Palliative care was approved as a medical specialty in 2008 and is one of the fastest growing fields in medicine. According to the Center to Advance Palliative Care, nearly 60 percent of U.S. hospitals with 50 or more beds have a palliative care program. Hospitals have jumped at having palliative care teams because study after study has found that hospital palliative care teams are associated with significant cost savings (about $1700 per admission for live discharges and $5000 for patients who died). That’s largely because a palliative care team helps link the various teams involved with a patient’s care to make better use of resources. But the benefits aren’t merely about the cost savings, from the patient’s side of things, palliative care helps them to have a better understanding of their illness and helps them to make timely and informed decisions.
Much of the emphasis that people place on the difference between hospice care and palliative care is that palliative care doesn’t have an expiration date. The patient isn’t expected to die soon. In fact, the patient may be expected to live for quite some time. Ideally, hospice care and palliative care would work in conjunction with each other. A patient would begin palliative treatment for a disease like dementia or cancer. Palliative care could help provide the patient with a higher quality of care and that care could work at being in alignment with the patient’s own desires.

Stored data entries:
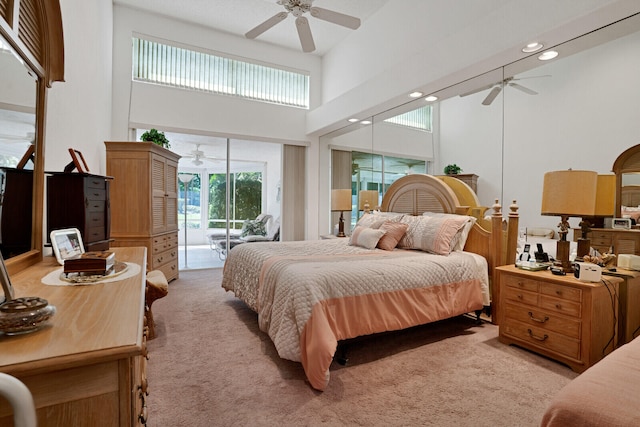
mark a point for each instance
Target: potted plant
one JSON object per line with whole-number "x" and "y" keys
{"x": 452, "y": 169}
{"x": 156, "y": 137}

YOUR TASK
Continue the passage on palliative care and hospice care from its last sentence.

TASK OUTPUT
Palliative care teams include doctors, nurses and other professionals that provide the care in a facility such as a hospital, extended care facility or nursing home associated with palliative care, although it can be provided at home. While hospice programs far outnumber palliative care programs, palliative care is one of the fastest growing trends in health care according to the Center to Advance Palliative Care (CAPC), an industry trade group. Over 1700 hospitals with more than 50 beds have a palliative care team. Palliative care often leads to better health outcomes allowing the patient’s primary doctor to treat the underlying disease while the rest of the team’s efforts concentrate on improving the patient’s quality of life. One goal of palliative care not shared by hospice care is to provide the patient with a better understanding of their medical choices.
As the Baby Boomers age, the number of Americans with chronic disease is expected to double over the next 25 years. CAPC expects palliative care to become a significant part of their care. For instance, by 2020, the United States aims to include palliative care as a part of every cancer patients care plan. In the future, palliative care will be an essential component of care for frail and medically compromised elderly patients.